[Image location labeling entries]
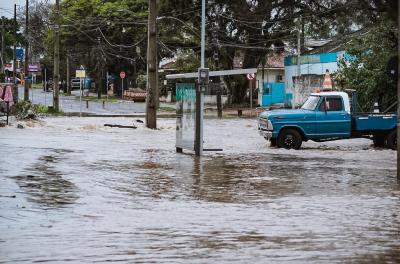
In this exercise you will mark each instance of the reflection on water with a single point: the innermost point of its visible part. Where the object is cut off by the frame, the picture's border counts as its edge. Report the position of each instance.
(45, 184)
(132, 199)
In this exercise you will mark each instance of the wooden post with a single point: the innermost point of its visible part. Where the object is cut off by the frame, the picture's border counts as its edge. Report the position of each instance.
(56, 76)
(398, 99)
(68, 75)
(26, 83)
(151, 100)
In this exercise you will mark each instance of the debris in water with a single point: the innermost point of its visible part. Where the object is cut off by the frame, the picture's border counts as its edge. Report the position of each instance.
(120, 126)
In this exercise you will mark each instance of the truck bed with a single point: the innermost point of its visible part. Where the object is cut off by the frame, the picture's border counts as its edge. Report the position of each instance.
(373, 121)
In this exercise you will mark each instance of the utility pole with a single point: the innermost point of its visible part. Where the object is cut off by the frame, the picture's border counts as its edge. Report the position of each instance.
(151, 102)
(68, 74)
(203, 81)
(26, 82)
(56, 76)
(298, 63)
(398, 99)
(99, 70)
(14, 55)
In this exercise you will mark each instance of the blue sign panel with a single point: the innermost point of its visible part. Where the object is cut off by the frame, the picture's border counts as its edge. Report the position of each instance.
(312, 58)
(19, 53)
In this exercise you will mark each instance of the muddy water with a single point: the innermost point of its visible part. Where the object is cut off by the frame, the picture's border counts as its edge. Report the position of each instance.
(72, 190)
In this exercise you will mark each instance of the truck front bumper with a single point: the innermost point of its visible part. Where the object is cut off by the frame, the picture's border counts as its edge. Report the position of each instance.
(266, 134)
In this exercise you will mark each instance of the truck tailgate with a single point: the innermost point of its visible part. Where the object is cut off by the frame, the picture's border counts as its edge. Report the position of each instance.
(372, 122)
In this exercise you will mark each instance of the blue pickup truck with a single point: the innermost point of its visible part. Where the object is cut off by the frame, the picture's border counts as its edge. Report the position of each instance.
(327, 116)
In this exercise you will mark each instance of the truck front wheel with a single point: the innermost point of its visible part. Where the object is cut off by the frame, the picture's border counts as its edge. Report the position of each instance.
(379, 141)
(289, 138)
(391, 140)
(273, 142)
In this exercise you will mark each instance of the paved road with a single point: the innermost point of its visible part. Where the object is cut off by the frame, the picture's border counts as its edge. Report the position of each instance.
(71, 104)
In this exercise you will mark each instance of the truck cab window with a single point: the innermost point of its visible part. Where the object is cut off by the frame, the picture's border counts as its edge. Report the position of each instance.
(331, 104)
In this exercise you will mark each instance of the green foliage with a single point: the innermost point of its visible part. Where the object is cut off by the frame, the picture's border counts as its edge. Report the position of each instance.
(187, 62)
(367, 71)
(26, 110)
(167, 109)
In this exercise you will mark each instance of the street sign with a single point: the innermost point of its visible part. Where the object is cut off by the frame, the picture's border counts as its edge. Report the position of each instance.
(80, 73)
(33, 67)
(251, 76)
(19, 53)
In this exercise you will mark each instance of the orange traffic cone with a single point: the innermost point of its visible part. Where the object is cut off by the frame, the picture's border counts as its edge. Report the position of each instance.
(327, 85)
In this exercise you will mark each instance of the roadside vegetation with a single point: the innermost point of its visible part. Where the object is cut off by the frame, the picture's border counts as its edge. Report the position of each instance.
(26, 110)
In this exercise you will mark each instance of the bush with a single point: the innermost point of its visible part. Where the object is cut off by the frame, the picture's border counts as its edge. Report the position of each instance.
(27, 110)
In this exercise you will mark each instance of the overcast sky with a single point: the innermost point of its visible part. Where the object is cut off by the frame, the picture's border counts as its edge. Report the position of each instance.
(7, 7)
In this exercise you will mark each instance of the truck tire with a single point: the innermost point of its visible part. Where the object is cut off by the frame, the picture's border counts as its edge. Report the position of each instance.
(289, 139)
(379, 141)
(391, 140)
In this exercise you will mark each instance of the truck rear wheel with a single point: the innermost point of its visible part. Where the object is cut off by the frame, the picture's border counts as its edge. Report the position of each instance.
(391, 140)
(289, 138)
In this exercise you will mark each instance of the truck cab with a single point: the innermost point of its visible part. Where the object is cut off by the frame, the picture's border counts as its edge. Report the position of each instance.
(324, 116)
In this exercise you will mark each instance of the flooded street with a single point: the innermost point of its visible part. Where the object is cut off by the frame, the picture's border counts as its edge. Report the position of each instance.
(74, 190)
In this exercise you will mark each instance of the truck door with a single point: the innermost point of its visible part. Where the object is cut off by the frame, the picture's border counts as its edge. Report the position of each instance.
(331, 118)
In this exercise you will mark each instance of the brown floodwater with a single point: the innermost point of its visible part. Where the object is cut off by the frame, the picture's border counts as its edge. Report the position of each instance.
(73, 190)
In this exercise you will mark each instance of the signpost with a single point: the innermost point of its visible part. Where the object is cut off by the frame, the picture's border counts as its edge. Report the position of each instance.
(122, 76)
(251, 77)
(81, 73)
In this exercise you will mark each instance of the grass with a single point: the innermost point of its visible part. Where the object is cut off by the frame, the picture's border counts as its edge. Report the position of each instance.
(37, 86)
(95, 99)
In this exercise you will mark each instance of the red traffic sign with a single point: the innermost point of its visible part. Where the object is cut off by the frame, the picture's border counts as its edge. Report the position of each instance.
(251, 76)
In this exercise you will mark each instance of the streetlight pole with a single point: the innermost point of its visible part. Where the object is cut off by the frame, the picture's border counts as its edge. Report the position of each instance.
(56, 102)
(14, 55)
(26, 82)
(151, 100)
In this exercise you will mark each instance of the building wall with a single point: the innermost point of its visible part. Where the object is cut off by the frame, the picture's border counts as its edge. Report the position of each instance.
(270, 75)
(315, 64)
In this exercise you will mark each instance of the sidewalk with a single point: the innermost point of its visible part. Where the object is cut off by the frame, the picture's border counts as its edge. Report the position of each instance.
(71, 105)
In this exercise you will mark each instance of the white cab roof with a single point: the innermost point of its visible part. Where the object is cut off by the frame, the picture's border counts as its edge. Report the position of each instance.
(344, 95)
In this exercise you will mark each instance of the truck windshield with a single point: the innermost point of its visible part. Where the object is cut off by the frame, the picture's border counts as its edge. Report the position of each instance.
(311, 103)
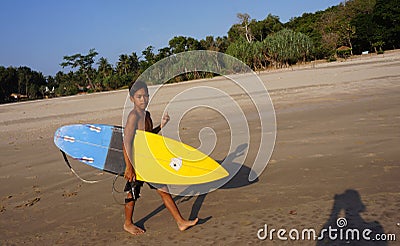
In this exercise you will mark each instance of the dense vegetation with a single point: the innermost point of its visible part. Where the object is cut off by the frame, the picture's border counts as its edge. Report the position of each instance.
(349, 28)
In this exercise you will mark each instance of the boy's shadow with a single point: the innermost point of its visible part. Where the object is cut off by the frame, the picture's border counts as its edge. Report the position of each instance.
(238, 177)
(350, 224)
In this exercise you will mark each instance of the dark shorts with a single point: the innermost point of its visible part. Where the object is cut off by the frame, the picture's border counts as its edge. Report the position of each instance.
(135, 187)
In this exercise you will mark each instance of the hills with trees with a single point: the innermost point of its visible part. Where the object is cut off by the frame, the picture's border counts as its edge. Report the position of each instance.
(349, 28)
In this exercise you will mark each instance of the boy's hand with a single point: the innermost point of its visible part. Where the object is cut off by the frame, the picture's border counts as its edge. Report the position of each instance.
(130, 174)
(164, 120)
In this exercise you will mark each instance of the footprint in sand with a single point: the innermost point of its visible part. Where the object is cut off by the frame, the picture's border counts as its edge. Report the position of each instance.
(29, 203)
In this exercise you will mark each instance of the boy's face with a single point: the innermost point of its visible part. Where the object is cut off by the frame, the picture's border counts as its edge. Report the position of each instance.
(140, 99)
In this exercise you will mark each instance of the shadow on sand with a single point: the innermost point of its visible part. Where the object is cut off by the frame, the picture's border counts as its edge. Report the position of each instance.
(238, 177)
(346, 224)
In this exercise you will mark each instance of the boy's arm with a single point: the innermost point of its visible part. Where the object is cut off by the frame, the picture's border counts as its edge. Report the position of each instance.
(164, 121)
(129, 135)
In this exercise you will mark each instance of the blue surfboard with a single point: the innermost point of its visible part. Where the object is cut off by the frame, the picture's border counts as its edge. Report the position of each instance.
(97, 145)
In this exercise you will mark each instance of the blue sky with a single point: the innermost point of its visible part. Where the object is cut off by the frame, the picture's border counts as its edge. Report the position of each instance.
(38, 33)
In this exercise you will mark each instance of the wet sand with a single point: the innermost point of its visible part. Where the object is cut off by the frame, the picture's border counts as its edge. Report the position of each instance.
(336, 155)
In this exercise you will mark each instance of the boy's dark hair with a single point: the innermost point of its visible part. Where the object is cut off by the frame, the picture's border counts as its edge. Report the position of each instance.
(137, 85)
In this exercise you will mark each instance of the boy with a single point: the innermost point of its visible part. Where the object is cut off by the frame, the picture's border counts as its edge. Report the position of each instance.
(139, 119)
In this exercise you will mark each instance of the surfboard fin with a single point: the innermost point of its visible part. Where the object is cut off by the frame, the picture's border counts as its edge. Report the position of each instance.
(73, 171)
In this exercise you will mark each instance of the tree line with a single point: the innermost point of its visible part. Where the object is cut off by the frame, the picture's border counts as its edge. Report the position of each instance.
(351, 27)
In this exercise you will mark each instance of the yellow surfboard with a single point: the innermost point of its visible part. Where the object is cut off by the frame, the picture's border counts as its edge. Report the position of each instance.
(157, 159)
(163, 160)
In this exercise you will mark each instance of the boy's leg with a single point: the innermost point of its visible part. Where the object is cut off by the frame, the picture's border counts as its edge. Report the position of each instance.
(173, 209)
(128, 224)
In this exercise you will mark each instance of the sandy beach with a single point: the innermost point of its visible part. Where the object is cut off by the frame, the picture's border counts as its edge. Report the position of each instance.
(336, 156)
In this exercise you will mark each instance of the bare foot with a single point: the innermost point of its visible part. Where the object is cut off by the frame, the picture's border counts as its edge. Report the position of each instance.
(187, 224)
(132, 229)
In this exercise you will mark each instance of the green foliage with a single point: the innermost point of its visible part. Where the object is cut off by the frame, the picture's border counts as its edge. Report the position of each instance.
(361, 25)
(22, 82)
(250, 53)
(287, 47)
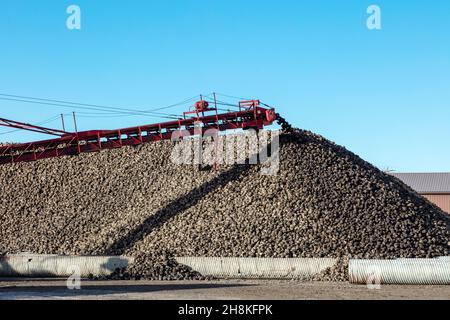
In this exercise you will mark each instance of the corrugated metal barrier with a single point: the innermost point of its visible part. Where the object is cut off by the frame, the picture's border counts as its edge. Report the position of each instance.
(257, 268)
(401, 271)
(31, 265)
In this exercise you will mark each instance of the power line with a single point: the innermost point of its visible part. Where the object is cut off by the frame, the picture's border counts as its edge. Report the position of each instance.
(50, 120)
(94, 107)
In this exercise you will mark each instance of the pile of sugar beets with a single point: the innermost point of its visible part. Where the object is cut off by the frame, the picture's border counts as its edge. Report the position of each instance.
(324, 202)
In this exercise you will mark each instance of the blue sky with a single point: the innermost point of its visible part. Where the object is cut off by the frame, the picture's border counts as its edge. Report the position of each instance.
(382, 94)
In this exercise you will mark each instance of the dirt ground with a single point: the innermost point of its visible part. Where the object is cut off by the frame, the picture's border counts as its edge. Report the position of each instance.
(216, 290)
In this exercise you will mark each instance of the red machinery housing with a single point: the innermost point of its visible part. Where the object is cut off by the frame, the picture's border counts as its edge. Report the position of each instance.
(250, 115)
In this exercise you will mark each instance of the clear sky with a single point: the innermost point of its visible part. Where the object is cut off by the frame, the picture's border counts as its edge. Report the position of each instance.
(383, 94)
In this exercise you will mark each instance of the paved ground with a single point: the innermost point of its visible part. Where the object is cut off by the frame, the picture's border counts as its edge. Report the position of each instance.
(222, 290)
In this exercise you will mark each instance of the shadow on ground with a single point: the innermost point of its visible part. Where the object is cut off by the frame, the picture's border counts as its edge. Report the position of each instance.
(42, 291)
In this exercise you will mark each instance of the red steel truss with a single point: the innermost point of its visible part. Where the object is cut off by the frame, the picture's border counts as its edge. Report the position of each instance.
(250, 115)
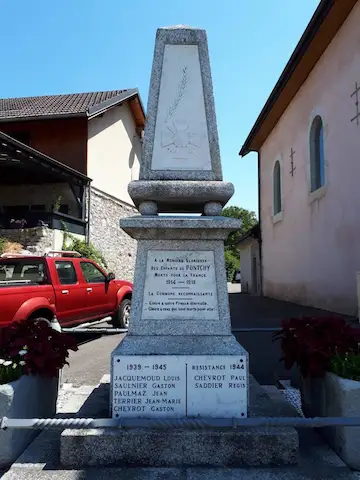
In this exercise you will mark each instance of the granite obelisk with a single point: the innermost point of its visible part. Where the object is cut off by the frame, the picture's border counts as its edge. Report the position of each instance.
(179, 362)
(179, 358)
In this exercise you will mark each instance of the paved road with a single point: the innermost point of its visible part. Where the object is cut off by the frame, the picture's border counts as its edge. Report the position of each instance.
(93, 358)
(91, 361)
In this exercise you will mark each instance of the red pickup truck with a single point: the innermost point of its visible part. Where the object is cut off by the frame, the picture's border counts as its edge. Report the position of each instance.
(62, 285)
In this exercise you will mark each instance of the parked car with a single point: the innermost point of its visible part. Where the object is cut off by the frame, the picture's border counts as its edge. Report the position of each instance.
(62, 285)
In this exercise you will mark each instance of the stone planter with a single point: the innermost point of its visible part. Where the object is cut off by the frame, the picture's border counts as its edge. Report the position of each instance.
(28, 397)
(334, 396)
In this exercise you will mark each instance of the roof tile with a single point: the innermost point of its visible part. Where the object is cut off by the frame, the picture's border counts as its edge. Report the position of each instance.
(52, 105)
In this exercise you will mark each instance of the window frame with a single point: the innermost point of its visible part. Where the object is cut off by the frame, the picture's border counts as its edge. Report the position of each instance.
(277, 216)
(74, 268)
(321, 190)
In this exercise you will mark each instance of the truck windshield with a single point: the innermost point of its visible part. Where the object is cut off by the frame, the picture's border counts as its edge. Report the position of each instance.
(22, 271)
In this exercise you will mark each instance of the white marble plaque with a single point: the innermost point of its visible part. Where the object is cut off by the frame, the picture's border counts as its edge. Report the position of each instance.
(181, 140)
(180, 285)
(179, 386)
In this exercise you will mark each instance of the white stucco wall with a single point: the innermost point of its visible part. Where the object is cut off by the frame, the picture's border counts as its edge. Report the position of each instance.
(245, 266)
(114, 151)
(311, 254)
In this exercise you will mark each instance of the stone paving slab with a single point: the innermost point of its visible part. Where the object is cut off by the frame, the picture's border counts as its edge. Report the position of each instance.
(41, 461)
(177, 447)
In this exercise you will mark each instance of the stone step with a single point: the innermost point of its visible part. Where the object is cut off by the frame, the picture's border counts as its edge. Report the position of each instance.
(41, 459)
(104, 473)
(178, 447)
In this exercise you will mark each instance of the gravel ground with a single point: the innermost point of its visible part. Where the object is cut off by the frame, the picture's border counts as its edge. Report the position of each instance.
(292, 395)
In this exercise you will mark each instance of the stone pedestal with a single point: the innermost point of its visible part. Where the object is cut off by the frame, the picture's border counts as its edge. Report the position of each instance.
(180, 358)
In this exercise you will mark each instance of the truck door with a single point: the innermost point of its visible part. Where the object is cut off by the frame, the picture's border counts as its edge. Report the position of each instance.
(69, 293)
(100, 294)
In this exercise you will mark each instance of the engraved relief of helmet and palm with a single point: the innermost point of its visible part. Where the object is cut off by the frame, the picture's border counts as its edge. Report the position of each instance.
(177, 135)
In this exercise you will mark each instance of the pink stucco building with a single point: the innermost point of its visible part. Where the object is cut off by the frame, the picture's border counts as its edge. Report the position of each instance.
(308, 142)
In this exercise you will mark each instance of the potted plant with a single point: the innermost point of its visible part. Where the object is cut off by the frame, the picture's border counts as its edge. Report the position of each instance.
(32, 354)
(326, 352)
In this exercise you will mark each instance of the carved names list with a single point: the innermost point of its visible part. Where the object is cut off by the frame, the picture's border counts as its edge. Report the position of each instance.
(179, 386)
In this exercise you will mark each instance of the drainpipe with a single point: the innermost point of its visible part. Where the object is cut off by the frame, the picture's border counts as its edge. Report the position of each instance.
(87, 235)
(260, 235)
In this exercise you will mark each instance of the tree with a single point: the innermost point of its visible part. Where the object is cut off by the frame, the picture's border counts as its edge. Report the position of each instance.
(232, 257)
(249, 220)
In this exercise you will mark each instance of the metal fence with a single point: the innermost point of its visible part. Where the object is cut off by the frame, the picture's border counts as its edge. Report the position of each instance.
(189, 423)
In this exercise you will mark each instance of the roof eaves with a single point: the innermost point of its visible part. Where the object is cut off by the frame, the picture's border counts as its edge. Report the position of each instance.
(111, 102)
(42, 117)
(36, 153)
(307, 37)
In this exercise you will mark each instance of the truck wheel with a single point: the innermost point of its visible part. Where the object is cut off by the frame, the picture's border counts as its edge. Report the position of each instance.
(122, 315)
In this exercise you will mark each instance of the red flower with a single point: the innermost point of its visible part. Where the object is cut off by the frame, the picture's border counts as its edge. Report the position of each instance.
(46, 349)
(310, 343)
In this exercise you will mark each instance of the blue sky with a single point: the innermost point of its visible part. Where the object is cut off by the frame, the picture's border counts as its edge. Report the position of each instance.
(69, 46)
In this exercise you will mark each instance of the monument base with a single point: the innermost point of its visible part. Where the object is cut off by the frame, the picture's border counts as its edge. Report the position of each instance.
(177, 447)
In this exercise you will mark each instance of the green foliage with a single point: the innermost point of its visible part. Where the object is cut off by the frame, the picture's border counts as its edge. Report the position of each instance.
(3, 242)
(232, 263)
(85, 249)
(346, 365)
(232, 256)
(249, 220)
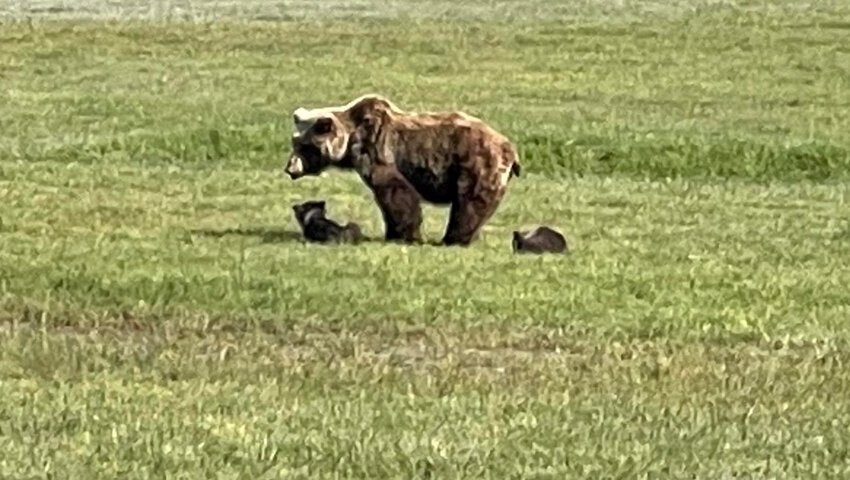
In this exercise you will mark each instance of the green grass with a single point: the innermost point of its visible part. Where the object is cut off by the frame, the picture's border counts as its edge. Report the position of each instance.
(159, 316)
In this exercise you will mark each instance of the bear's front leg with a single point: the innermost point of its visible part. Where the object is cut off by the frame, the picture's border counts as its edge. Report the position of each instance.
(400, 204)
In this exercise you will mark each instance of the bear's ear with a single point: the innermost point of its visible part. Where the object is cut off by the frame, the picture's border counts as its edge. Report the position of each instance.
(323, 126)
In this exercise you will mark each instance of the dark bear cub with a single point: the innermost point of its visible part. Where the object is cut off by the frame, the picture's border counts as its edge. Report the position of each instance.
(539, 240)
(318, 228)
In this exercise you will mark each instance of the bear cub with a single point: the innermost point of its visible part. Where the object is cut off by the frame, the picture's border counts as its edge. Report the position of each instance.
(318, 228)
(539, 240)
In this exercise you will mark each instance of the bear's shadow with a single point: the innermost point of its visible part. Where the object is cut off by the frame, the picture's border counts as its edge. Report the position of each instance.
(268, 234)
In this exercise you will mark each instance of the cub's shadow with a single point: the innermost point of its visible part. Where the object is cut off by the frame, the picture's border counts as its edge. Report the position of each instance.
(265, 234)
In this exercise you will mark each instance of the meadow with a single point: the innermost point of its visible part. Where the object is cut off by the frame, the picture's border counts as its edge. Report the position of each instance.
(161, 318)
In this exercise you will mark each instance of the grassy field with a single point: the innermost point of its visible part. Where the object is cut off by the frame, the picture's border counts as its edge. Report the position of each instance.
(160, 318)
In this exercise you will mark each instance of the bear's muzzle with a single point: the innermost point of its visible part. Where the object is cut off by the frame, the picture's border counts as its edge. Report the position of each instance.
(294, 167)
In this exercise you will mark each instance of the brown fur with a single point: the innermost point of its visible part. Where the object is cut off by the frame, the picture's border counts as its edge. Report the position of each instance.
(442, 158)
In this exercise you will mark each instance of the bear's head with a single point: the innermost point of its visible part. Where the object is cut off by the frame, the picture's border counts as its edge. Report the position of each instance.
(326, 137)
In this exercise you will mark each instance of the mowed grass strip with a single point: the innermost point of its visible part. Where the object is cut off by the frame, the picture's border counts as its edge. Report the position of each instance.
(725, 93)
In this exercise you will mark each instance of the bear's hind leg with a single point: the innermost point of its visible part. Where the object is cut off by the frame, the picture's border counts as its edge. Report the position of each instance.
(469, 213)
(399, 203)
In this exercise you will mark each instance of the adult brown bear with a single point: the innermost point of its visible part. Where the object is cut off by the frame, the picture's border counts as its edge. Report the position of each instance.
(447, 158)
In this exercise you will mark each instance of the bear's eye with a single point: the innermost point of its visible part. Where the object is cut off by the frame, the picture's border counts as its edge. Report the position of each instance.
(323, 126)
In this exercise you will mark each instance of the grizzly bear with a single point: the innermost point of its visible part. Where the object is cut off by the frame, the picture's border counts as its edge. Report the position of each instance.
(446, 158)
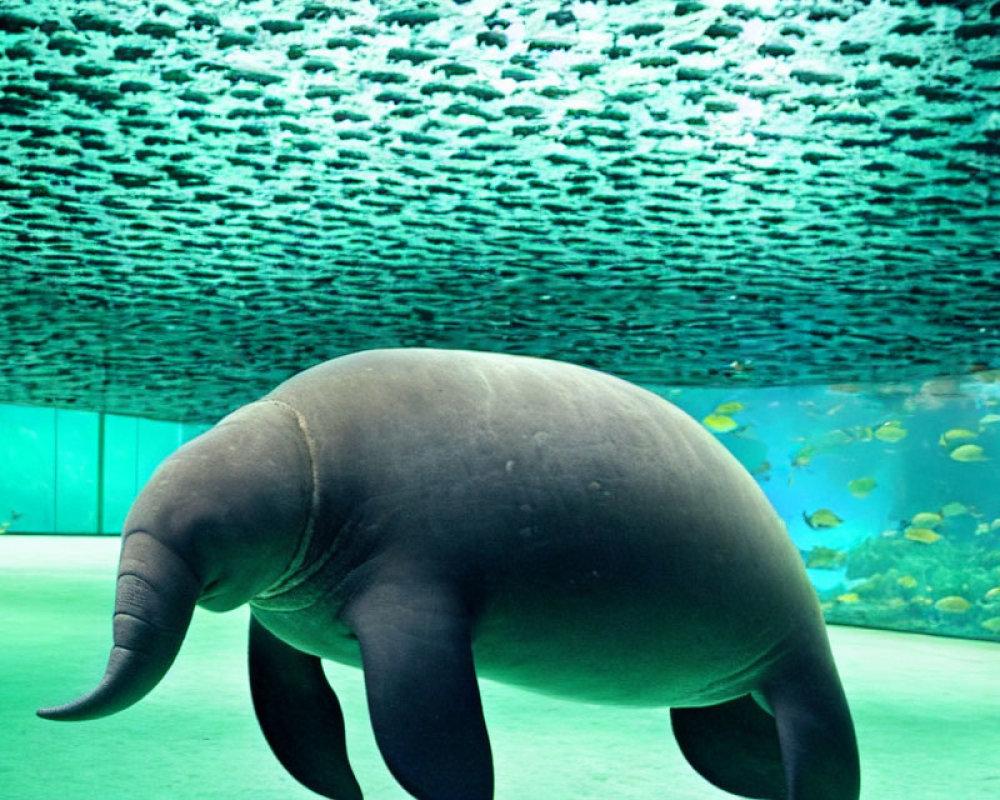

GIVEN TASK: Pick out every line of the listing above that contains the word "sidewalk", treating uppercase and lowercase as different.

OUTPUT FOR THIS TASK:
In this exercise you will mark each instance of the sidewalk with a single point: the innermost point of its visible part. Where the object is cut off by the frame, the picture's border counts as its edge. Report the position of each instance.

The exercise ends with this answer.